Data shown section start

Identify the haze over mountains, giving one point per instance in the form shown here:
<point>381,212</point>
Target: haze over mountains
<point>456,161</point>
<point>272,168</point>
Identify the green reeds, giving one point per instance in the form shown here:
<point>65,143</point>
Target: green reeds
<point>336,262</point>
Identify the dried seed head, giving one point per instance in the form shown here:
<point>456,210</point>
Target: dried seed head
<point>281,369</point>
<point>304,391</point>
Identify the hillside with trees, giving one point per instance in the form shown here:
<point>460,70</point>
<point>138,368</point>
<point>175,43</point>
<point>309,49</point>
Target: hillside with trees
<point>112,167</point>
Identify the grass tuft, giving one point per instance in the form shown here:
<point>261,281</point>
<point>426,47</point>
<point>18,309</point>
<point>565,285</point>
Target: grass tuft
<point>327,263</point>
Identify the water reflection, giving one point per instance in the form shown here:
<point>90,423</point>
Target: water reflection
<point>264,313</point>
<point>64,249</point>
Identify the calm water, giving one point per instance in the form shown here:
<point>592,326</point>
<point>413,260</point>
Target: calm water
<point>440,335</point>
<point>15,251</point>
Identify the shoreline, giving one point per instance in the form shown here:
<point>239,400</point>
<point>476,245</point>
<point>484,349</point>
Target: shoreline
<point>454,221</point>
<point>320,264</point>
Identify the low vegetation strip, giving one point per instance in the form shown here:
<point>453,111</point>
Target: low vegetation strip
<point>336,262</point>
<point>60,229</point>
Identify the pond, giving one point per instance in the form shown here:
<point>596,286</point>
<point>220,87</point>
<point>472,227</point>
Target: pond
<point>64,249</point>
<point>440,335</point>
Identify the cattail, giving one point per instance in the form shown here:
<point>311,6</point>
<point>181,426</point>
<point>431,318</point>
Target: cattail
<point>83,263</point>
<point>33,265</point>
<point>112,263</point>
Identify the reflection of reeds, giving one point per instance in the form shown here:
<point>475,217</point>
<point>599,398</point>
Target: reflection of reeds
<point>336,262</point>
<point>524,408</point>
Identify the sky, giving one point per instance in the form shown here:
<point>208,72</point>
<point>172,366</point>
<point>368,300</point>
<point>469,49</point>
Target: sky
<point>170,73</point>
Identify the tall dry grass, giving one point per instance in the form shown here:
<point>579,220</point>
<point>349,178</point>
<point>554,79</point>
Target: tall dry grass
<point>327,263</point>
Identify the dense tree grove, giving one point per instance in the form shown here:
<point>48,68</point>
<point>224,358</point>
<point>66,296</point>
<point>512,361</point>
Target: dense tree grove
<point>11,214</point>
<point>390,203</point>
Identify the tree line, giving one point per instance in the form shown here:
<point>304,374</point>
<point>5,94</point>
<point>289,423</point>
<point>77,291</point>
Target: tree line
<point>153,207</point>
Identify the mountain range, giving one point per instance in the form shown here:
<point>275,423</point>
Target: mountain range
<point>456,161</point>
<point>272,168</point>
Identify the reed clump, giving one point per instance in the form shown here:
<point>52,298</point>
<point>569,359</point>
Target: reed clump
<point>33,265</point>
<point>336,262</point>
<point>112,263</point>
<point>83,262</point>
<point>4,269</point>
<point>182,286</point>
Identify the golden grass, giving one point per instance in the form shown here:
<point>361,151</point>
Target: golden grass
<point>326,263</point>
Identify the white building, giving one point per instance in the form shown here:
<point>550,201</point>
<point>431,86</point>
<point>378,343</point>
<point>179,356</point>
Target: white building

Data shown section end

== Work task ==
Copy all lines from the data that hold the word "building".

== Problem solution ==
Identify the white building, giving one point per instance in the form shown here:
Target: white building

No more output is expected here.